§ Parts of the exercise
(1) List every person named in the passage about Bobi Wine's performances.
(2) In the passage about Bobi Wine's performances, at which venue did he appear unannounced in May?
(3) Shorten the paragraph beginning "In May, at the Kampala Sheraton" from the passage about Bobi Wine's performances, keeping its main facts.
*** Opening Document segment ***
That was not all. The government has done everything in its power to prevent Bobi Wine from performing his music in Uganda. His concerts have effectively been banned, although he keeps finding inventive ways to defy the authorities.

In May, at the Kampala Sheraton, he came on unannounced to play one song at a performance by fellow reggae artist Maddox Ssematimba. Rather brilliantly, Museveni was rumoured to have been in a conference hall at the same hotel at the same time — the president would have heard the bass line.

For a born entertainer, being prevented from taking the stage may be the biggest sacrifice of all. “Of course I missed it, I missed the stage as an artist,” he said as made his way to the front of the hall. “It feels amazing. It feels amazing to be able to perform.”
*** Closing Document segment ***
*** Opening Given data ***
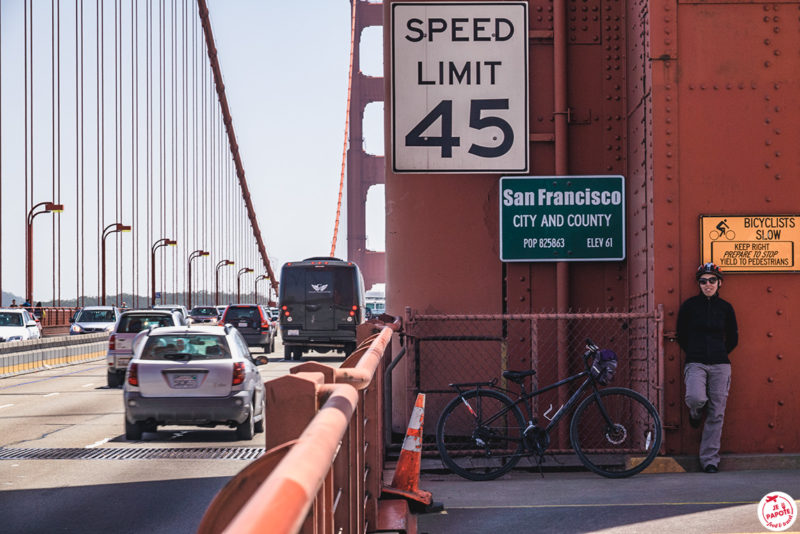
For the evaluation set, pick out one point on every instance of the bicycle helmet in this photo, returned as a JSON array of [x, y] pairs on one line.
*** Closing Given data ***
§ Results for the exercise
(1)
Bobi Wine
Maddox Ssematimba
Museveni

(2) The Kampala Sheraton.

(3) In May, Bobi Wine made an unannounced appearance at the Kampala Sheraton to play one song during fellow reggae artist Maddox Ssematimba's show. Museveni was rumored to be in a conference hall at the same hotel at the time, close enough to hear the bass line.